**Directions**:
Reproduce each line exactly. Skip none.

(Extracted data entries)
□ □ □ □ □
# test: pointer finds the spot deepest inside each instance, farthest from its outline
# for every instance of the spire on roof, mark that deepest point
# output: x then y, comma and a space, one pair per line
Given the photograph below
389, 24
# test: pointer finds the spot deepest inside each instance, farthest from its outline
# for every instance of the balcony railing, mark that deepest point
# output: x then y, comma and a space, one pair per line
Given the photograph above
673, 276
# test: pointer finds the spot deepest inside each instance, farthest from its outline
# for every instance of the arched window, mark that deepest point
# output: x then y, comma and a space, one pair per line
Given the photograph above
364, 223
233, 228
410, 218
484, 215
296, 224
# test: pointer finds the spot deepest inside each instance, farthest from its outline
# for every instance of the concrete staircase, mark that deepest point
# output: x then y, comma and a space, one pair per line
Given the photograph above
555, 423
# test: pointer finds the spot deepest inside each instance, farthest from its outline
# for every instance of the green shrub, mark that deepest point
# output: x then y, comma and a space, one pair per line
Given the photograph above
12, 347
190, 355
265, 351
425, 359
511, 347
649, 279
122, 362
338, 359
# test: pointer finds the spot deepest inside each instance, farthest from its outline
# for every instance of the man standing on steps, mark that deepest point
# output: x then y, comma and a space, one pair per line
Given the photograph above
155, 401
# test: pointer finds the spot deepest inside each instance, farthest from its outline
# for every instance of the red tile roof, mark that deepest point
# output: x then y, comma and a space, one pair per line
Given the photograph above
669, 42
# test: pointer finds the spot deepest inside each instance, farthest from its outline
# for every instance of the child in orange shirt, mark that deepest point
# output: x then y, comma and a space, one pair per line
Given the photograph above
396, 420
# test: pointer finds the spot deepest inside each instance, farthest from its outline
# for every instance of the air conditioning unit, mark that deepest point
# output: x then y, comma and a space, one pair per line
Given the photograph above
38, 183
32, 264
□ □ □ □ □
**Complete answer**:
# test: pointer finds the spot deepest inside each instance, farthest from its outline
# for every instance of the spire on roof, mark that deepest point
# output: x then y, comma and a space, one pair per line
Given the photograph below
389, 24
# test: pointer finds the spot deepest inside each instance, farthest from its outline
# for every instance of the balcony railing, mark that deepest point
# output: x then y, comma and a space, one pair per line
Given the photograph above
673, 276
# test: pointer finds the spot deepest inside each instance, farthest from its outline
# for every instance of the arched window, mark that deepest point
# output: x then y, comma and a space, one pair per line
Given the photograph above
364, 223
233, 228
410, 218
484, 215
296, 224
# test: pointer finds the spot deepest inside each instance, farthest from its outline
# for every instance of the concrete staircase, mark that deepest point
# output: x then y, comma and a space, one pair per line
Given the photograph above
555, 423
# test: pointer finds the spot deepest inside each instance, farthest from its outline
# for every instance of the green shrub, mark that deepest point
# output: x then y, comma and a space, one pair per line
Given the photograph above
12, 347
190, 355
265, 351
425, 359
511, 347
649, 279
122, 362
338, 359
# test: pointer finds the spot deepest inside each instance, farthest from its outline
# for every instance of the man standing on steps, mark that deepest point
# output: x then y, comma and a space, one pair per line
Given the photograph above
155, 401
# test: pointer finds the spot deepest inside each instance, farthest from its outline
# for every instance of the red tile roof, mark that deepest point
# output: x then y, comma and a space, one pair per line
Given the photograph above
669, 42
# test: pointer finds the spot deepest inside each instance, farthest from its outline
# for every instance of the child in orange shirt, mark that deepest point
# output: x then y, comma and a space, one pair per line
Given the photograph above
396, 420
# test: pointer finds the spot deepest inside each instance, farthest from its outline
# for every instance of the air conditioning unit, mark that deepest point
# output: x then y, comma and a space, one pair per line
Given the photograph above
38, 183
32, 264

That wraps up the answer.